[Point-based annotation data]

--

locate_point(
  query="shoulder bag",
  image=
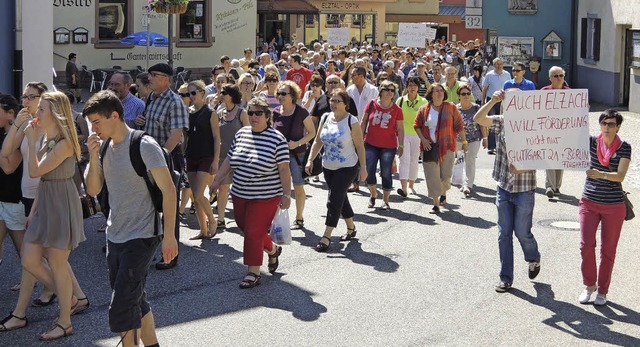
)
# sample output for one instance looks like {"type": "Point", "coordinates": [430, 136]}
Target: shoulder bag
{"type": "Point", "coordinates": [433, 154]}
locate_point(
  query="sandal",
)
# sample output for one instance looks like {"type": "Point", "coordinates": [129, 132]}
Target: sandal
{"type": "Point", "coordinates": [321, 246]}
{"type": "Point", "coordinates": [68, 331]}
{"type": "Point", "coordinates": [9, 317]}
{"type": "Point", "coordinates": [273, 260]}
{"type": "Point", "coordinates": [77, 309]}
{"type": "Point", "coordinates": [351, 233]}
{"type": "Point", "coordinates": [250, 280]}
{"type": "Point", "coordinates": [299, 224]}
{"type": "Point", "coordinates": [41, 303]}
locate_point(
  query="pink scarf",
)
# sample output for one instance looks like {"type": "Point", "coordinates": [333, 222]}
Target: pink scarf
{"type": "Point", "coordinates": [606, 152]}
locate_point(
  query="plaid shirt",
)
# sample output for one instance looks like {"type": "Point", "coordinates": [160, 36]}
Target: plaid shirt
{"type": "Point", "coordinates": [165, 112]}
{"type": "Point", "coordinates": [513, 183]}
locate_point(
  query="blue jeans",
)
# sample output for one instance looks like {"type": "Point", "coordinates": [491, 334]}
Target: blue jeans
{"type": "Point", "coordinates": [515, 214]}
{"type": "Point", "coordinates": [386, 157]}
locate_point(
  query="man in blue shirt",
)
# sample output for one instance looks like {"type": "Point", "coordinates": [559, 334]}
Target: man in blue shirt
{"type": "Point", "coordinates": [518, 80]}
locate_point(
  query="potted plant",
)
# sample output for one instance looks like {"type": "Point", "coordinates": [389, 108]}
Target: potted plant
{"type": "Point", "coordinates": [168, 6]}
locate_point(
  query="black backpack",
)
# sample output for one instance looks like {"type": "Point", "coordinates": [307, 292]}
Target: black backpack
{"type": "Point", "coordinates": [140, 169]}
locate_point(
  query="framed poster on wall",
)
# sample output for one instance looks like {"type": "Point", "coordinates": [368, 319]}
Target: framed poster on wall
{"type": "Point", "coordinates": [515, 49]}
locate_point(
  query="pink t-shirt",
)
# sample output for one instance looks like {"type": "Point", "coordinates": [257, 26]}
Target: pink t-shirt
{"type": "Point", "coordinates": [381, 126]}
{"type": "Point", "coordinates": [301, 77]}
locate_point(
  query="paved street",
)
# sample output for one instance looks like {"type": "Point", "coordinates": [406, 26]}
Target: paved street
{"type": "Point", "coordinates": [410, 279]}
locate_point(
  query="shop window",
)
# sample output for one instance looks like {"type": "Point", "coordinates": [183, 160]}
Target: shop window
{"type": "Point", "coordinates": [114, 20]}
{"type": "Point", "coordinates": [193, 25]}
{"type": "Point", "coordinates": [590, 40]}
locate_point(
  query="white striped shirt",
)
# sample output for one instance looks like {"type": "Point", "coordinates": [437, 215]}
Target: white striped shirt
{"type": "Point", "coordinates": [254, 158]}
{"type": "Point", "coordinates": [600, 190]}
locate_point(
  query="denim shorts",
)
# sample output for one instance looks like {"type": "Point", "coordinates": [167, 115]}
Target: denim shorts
{"type": "Point", "coordinates": [296, 169]}
{"type": "Point", "coordinates": [128, 264]}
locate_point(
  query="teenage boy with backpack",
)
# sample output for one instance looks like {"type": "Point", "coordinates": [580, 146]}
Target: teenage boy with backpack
{"type": "Point", "coordinates": [134, 229]}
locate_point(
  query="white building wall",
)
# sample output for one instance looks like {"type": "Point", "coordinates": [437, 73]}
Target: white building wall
{"type": "Point", "coordinates": [35, 38]}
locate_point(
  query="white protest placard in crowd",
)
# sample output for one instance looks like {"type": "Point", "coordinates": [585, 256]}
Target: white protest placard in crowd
{"type": "Point", "coordinates": [430, 33]}
{"type": "Point", "coordinates": [338, 36]}
{"type": "Point", "coordinates": [412, 34]}
{"type": "Point", "coordinates": [547, 129]}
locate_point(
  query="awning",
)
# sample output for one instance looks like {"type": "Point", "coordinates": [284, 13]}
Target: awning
{"type": "Point", "coordinates": [286, 7]}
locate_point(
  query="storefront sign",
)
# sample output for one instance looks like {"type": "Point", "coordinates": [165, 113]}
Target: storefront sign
{"type": "Point", "coordinates": [413, 34]}
{"type": "Point", "coordinates": [72, 3]}
{"type": "Point", "coordinates": [338, 36]}
{"type": "Point", "coordinates": [333, 5]}
{"type": "Point", "coordinates": [547, 129]}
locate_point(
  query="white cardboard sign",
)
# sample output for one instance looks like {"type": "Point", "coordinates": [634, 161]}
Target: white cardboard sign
{"type": "Point", "coordinates": [338, 36]}
{"type": "Point", "coordinates": [547, 129]}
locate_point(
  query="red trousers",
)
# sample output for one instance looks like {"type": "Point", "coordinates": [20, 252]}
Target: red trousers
{"type": "Point", "coordinates": [610, 217]}
{"type": "Point", "coordinates": [254, 217]}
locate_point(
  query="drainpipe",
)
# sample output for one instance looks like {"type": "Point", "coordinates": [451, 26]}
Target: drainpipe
{"type": "Point", "coordinates": [8, 37]}
{"type": "Point", "coordinates": [573, 57]}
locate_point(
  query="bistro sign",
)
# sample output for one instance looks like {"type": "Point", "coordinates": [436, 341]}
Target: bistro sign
{"type": "Point", "coordinates": [332, 5]}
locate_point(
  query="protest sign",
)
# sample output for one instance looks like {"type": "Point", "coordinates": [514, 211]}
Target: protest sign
{"type": "Point", "coordinates": [338, 36]}
{"type": "Point", "coordinates": [547, 129]}
{"type": "Point", "coordinates": [412, 34]}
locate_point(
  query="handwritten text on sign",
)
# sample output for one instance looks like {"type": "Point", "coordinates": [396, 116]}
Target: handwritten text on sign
{"type": "Point", "coordinates": [412, 34]}
{"type": "Point", "coordinates": [547, 129]}
{"type": "Point", "coordinates": [338, 36]}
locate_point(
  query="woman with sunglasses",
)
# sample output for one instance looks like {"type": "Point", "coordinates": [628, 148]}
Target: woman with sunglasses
{"type": "Point", "coordinates": [293, 122]}
{"type": "Point", "coordinates": [231, 118]}
{"type": "Point", "coordinates": [259, 158]}
{"type": "Point", "coordinates": [383, 138]}
{"type": "Point", "coordinates": [271, 81]}
{"type": "Point", "coordinates": [315, 91]}
{"type": "Point", "coordinates": [343, 160]}
{"type": "Point", "coordinates": [202, 154]}
{"type": "Point", "coordinates": [410, 104]}
{"type": "Point", "coordinates": [602, 204]}
{"type": "Point", "coordinates": [16, 141]}
{"type": "Point", "coordinates": [439, 122]}
{"type": "Point", "coordinates": [474, 134]}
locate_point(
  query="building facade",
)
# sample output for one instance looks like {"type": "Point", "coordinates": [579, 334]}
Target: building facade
{"type": "Point", "coordinates": [609, 51]}
{"type": "Point", "coordinates": [526, 31]}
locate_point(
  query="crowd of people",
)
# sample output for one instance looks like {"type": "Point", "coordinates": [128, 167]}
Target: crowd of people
{"type": "Point", "coordinates": [253, 134]}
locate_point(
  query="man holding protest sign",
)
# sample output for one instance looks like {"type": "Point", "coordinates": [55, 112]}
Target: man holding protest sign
{"type": "Point", "coordinates": [553, 179]}
{"type": "Point", "coordinates": [515, 200]}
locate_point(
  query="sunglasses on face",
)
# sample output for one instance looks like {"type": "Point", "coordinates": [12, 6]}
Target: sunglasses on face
{"type": "Point", "coordinates": [158, 74]}
{"type": "Point", "coordinates": [609, 124]}
{"type": "Point", "coordinates": [29, 97]}
{"type": "Point", "coordinates": [255, 113]}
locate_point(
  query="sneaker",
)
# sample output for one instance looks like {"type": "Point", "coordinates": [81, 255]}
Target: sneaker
{"type": "Point", "coordinates": [549, 193]}
{"type": "Point", "coordinates": [503, 287]}
{"type": "Point", "coordinates": [534, 269]}
{"type": "Point", "coordinates": [601, 299]}
{"type": "Point", "coordinates": [585, 296]}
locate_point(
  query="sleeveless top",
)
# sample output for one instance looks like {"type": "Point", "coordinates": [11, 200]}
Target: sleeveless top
{"type": "Point", "coordinates": [339, 149]}
{"type": "Point", "coordinates": [200, 138]}
{"type": "Point", "coordinates": [228, 129]}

--

Aim: Which lines of the data contain the string "cardboard"? Report each of them in full.

Result below:
  query="white cardboard sign",
Target: white cardboard sign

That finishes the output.